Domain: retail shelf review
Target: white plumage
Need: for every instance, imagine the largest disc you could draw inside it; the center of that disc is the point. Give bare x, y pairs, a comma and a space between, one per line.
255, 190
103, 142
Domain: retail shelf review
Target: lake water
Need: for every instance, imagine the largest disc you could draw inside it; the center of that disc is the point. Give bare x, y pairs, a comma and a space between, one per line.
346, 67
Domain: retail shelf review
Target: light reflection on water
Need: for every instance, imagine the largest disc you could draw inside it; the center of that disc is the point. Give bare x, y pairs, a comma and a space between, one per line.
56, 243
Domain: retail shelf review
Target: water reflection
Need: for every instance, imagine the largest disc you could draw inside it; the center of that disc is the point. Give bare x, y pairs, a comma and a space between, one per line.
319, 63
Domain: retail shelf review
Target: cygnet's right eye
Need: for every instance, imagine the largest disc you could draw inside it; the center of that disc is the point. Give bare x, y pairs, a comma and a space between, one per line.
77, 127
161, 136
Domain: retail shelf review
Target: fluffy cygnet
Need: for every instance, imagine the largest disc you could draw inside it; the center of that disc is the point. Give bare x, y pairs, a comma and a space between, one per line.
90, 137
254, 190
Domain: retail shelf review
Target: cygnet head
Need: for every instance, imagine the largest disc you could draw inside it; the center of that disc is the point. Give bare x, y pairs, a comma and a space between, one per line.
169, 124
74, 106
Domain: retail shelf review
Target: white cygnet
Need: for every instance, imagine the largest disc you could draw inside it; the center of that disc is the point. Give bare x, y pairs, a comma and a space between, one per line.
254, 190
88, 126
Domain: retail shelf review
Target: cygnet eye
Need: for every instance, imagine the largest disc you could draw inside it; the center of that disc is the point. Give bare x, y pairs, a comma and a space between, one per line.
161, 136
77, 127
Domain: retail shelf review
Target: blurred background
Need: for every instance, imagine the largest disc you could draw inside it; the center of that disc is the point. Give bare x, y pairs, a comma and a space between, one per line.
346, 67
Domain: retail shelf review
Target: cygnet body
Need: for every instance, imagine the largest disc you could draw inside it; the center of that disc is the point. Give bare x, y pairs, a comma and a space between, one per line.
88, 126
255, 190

******************************

How many lines in the items above contain the string "Target", with case counting? Reply with the number only.

▸ **Answer to this task**: 11